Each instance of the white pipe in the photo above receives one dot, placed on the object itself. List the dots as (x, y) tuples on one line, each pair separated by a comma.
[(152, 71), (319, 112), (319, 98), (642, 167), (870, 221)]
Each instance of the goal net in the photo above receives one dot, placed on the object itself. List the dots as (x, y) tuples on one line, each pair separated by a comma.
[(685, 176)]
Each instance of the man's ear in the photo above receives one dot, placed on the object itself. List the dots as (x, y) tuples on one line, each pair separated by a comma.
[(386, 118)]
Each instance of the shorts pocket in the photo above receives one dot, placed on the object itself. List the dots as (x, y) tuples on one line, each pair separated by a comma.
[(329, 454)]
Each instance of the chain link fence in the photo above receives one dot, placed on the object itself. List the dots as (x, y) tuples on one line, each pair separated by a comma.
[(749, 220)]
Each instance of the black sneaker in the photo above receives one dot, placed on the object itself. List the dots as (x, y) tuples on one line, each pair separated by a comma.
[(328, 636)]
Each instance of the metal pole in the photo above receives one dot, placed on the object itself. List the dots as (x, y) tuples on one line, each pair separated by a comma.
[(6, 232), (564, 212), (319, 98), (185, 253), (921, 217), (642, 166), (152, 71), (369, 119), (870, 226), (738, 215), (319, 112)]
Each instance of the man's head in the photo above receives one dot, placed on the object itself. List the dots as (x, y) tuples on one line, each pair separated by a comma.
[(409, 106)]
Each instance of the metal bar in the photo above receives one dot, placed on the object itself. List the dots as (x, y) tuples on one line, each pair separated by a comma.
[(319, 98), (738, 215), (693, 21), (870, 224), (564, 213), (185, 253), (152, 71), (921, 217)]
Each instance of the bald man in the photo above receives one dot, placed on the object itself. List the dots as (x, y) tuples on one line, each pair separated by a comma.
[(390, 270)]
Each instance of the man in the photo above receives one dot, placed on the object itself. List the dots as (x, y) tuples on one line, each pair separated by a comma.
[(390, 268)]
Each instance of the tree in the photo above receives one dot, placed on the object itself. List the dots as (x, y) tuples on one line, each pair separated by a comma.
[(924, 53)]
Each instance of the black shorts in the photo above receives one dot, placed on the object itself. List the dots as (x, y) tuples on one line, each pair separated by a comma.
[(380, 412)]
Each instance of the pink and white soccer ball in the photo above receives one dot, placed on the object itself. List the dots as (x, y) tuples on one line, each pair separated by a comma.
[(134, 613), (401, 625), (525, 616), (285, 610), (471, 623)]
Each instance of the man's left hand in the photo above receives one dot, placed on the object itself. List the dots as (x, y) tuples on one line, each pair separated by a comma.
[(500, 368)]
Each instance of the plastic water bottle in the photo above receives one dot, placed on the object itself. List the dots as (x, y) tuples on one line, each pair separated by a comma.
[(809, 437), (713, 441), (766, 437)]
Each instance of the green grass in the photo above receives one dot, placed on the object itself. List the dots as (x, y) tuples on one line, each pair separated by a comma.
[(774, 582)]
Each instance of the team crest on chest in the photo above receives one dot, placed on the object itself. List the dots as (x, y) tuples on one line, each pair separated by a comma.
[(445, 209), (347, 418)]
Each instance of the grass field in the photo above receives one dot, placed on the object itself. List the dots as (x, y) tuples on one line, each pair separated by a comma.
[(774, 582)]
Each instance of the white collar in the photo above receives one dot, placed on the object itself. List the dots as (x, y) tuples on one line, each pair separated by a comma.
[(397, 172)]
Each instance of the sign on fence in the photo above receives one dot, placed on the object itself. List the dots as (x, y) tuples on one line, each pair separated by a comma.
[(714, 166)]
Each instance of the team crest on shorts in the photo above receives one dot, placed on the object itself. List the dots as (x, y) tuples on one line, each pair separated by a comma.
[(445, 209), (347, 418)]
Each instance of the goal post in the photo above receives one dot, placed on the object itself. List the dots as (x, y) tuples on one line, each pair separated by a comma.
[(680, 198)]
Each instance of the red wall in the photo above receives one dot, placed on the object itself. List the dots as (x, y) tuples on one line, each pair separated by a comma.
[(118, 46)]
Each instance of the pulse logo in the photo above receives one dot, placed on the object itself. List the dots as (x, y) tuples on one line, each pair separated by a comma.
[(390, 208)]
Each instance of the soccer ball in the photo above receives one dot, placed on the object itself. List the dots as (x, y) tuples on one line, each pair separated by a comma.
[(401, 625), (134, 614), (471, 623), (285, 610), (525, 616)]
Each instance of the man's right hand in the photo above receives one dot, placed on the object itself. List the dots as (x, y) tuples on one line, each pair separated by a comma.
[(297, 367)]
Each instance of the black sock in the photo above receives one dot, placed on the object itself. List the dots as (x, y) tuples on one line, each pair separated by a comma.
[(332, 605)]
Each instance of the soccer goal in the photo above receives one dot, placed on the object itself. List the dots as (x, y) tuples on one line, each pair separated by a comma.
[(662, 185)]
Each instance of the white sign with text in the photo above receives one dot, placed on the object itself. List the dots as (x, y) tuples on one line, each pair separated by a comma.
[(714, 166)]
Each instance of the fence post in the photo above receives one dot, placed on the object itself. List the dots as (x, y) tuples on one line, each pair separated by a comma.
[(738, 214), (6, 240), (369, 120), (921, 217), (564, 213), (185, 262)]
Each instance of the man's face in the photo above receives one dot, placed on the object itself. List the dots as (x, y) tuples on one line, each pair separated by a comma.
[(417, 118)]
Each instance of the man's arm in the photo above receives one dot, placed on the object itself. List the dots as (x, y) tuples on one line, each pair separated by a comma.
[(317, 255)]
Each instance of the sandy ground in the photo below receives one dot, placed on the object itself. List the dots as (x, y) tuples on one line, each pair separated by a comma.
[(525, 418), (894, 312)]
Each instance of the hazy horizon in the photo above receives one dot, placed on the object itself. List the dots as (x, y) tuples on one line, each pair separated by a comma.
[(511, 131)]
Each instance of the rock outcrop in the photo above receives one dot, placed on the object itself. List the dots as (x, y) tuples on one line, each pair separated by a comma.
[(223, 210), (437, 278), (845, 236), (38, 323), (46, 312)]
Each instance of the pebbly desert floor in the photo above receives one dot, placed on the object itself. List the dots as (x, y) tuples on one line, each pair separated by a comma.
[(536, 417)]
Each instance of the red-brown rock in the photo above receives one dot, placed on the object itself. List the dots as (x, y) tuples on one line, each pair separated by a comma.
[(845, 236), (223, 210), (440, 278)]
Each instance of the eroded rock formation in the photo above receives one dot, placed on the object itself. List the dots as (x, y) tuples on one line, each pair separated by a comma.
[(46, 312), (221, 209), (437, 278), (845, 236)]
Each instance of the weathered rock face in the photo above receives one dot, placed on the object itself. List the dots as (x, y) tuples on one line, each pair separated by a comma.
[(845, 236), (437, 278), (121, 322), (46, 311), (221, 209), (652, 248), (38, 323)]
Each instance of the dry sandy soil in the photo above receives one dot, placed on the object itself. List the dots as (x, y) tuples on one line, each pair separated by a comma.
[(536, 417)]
========
:: Instructions to follow ::
Output the listing above in its entirety, exactly as given.

:: Worked solution ::
Each instance of the white pipe in the photo above receives one dot, placed on the object itself. List the dots as (x, y) tuples on one line, each pair separated by a comma.
[(152, 71), (319, 112), (319, 98), (642, 167), (870, 221)]
Each instance of the goal net in the photo above receives one dot, placed on the object itself. List the dots as (x, y) tuples on one line, each pair separated by a comma.
[(685, 176)]
Each instance of the man's ear in the photo above receives one dot, placed on the object itself. List the dots as (x, y) tuples on one line, each pair separated by a comma.
[(386, 118)]
Each instance of the shorts pocket in the photo above receives one dot, placed on the object itself. List the dots as (x, y) tuples on one line, each pair separated by a comma.
[(329, 454)]
Each instance of the chain link fence in the photo above receives one dot, placed on the object itself. List the dots as (x, y) tuples on one line, each pair separated by a comma.
[(749, 220)]
Each instance of the black sneaker in the photo above receives one dot, placed on the object itself. List the dots as (x, y) tuples on one line, each pair separated by a comma.
[(328, 636)]
Each instance of the metal pole in the photo above receives one dot, placed on the object itself. List the dots as (x, y) tuples on one line, each pair separated by a comma.
[(6, 232), (564, 212), (319, 98), (185, 253), (921, 217), (642, 166), (152, 71), (369, 119), (870, 226), (738, 215), (319, 112)]
Each instance of the man's head in the photo above receives one dot, placed on the object itself. List the dots as (x, y) tuples on one line, each pair separated by a comma.
[(409, 106)]
Each instance of the metal bar in the photo above receives one dot, placed on the object itself. List the dots as (x, y) tuples on one line, each pair separated by a comma.
[(319, 98), (738, 215), (693, 21), (870, 224), (564, 213), (185, 253), (152, 71), (921, 217)]
Each instance of the bald man in the photo above receives one dot, placed on the object itself. List the dots as (x, y) tuples on one line, each pair separated by a comma.
[(390, 270)]
Each instance of the man in the photo above receives one dot, placed on the object itself. List the dots as (x, y) tuples on one line, each pair separated by a comma.
[(390, 268)]
Each instance of the tree in the photo above receives one dot, placed on the object itself. List the dots as (x, y) tuples on one line, each pair separated by a comma.
[(924, 53)]
Each instance of the black shorts in the photo above receives one dot, placed on the object itself. List the dots as (x, y) tuples on one line, each pair separated by a comma.
[(380, 412)]
Each instance of the pink and white soccer ball in the photo above receives one dot, placed on the object itself. List the dots as (x, y) tuples on one line, each pair separated by a comma.
[(134, 613), (401, 625), (525, 616), (285, 610), (471, 623)]
Each instance of the man's left hand in the photo above receives one dot, placed on the object itself. List the dots as (x, y) tuples on one line, each pair separated by a comma.
[(500, 368)]
Each instance of the plastic water bottle in the photo above receives one dot, placed on the object itself. List the dots as (x, y) tuples on one line, each pair separated by a comma.
[(809, 437), (713, 441), (766, 437)]
Each instance of the green grass in the photo above receives one dot, placed on the object itself. List the dots as (x, y) tuples on one line, each pair separated by a comma.
[(774, 582)]
Each instance of the team crest on chest in the photo above receives one dot, placed on the object itself. List the dots as (x, y) tuples on one line, each pair separated by a comma.
[(445, 209), (347, 418)]
Each instance of the grass field in the photo above receives one dot, placed on the object itself. List the dots as (x, y) tuples on one line, each pair separated by a comma.
[(774, 582)]
Each instance of the white collar in the photo above receives one dot, placed on the object itself. List the dots as (x, y) tuples on one line, each pair separated by a comma.
[(397, 172)]
Each instance of the sign on fence in the photo above receives one dot, placed on the object itself. List the dots as (x, y) tuples on one line, each pair separated by a comma.
[(714, 166)]
Each instance of the team crest on shorts in the photo above receives one dot, placed on the object itself. List the dots as (x, y) tuples on one line, each pair separated by a comma.
[(445, 209), (347, 418)]
Each instance of the goal post in the photo above receives one dot, placed on the object itself. List the dots as (x, y) tuples on one line, each pair separated by a comma.
[(680, 198)]
Each instance of the red wall in the photo above receives one dot, placed on the object itself. List the dots as (x, y) tuples on one line, each pair separated by a comma.
[(118, 46)]
Each instance of the pulse logo in the photo above receives one dot, placed on the object itself. List the dots as (x, y) tuples on one line, each pair separated by a comma.
[(390, 208)]
Each instance of the soccer ball in the photo above receives one dot, placed on the object itself. List the dots as (x, y) tuples on one line, each pair separated by a comma.
[(401, 625), (134, 614), (471, 623), (285, 610), (525, 616)]
Each instance of the man's right hand in the photo above receives one dot, placed on the object itself. List the dots as (x, y) tuples on one line, each pair separated by a comma.
[(297, 367)]
Each instance of the black sock in the photo above receives one dot, placed on the object itself. List the dots as (x, y) tuples on one line, each pair separated by a comma.
[(332, 605)]
Each instance of the soccer goal in the photo above receives one dot, placed on the object itself. List the dots as (x, y) tuples on one line, each pair separated by a comma.
[(662, 185)]
Each instance of the white sign with text in the photo above receives one dot, placed on the object itself. List the dots as (x, y) tuples on one line, each pair separated by a comma.
[(714, 166)]
Each instance of the fence post in the photo above receives one dot, placed on the object itself. List the dots as (x, y) tuples on one line, each pair separated by a comma.
[(738, 214), (6, 240), (369, 120), (921, 217), (564, 213), (185, 262)]
Each instance of the man's face in the photo above receives one dot, placed on the object itself. List the dots as (x, y) tuples on one line, each pair separated by a comma.
[(417, 118)]
Each instance of the man's arm in the photo above receives one dot, placed on the object itself. List the dots as (x, y) tuples on one line, each pair separated by a comma.
[(317, 255)]
Each instance of the sandy ground in the photo below receives one dot, placed on the object itself. List the dots as (x, y) tuples on one line, each pair separated by a comma.
[(525, 418), (894, 312)]
Each instance of the hazy horizon in the photo above receives one dot, placed on the object itself. List the dots as (x, y) tuples on one line, each pair separated by a comma.
[(511, 131)]
Each instance of the rock outcrop in the photo above receives one dot, placed on the object itself. List the dots as (x, y) tuples on one line, each pair separated by a comma.
[(223, 210), (437, 278), (845, 236), (38, 323), (46, 312)]
Each instance of the pebbly desert floor in the photo above receives one dot, placed on the object itself. List the dots as (x, y) tuples on one line, each pair separated by a comma.
[(536, 417)]
Each instance of the red-brown rock in the photo above receives one dot, placed on the object itself. List the dots as (x, y) tuples on one line, each pair separated by a comma.
[(845, 236), (223, 210), (440, 278)]
Each instance of the eroded rock formation in the photo above receives one dot, placed on the object itself. List the dots as (x, y) tuples on one line, each pair separated by a comma.
[(46, 312), (221, 209), (437, 278), (845, 236)]
Each instance of the weathered rock face in the photo above receives one dot, placed on the object itself. List the dots as (x, y) tuples on one line, each pair separated by a comma.
[(845, 236), (437, 278), (121, 322), (46, 311), (221, 209), (652, 248), (38, 323)]
Each instance of the dry sandy soil in the photo above receives one dot, placed on the object itself. List the dots as (x, y) tuples on one line, each pair separated by a comma.
[(536, 417)]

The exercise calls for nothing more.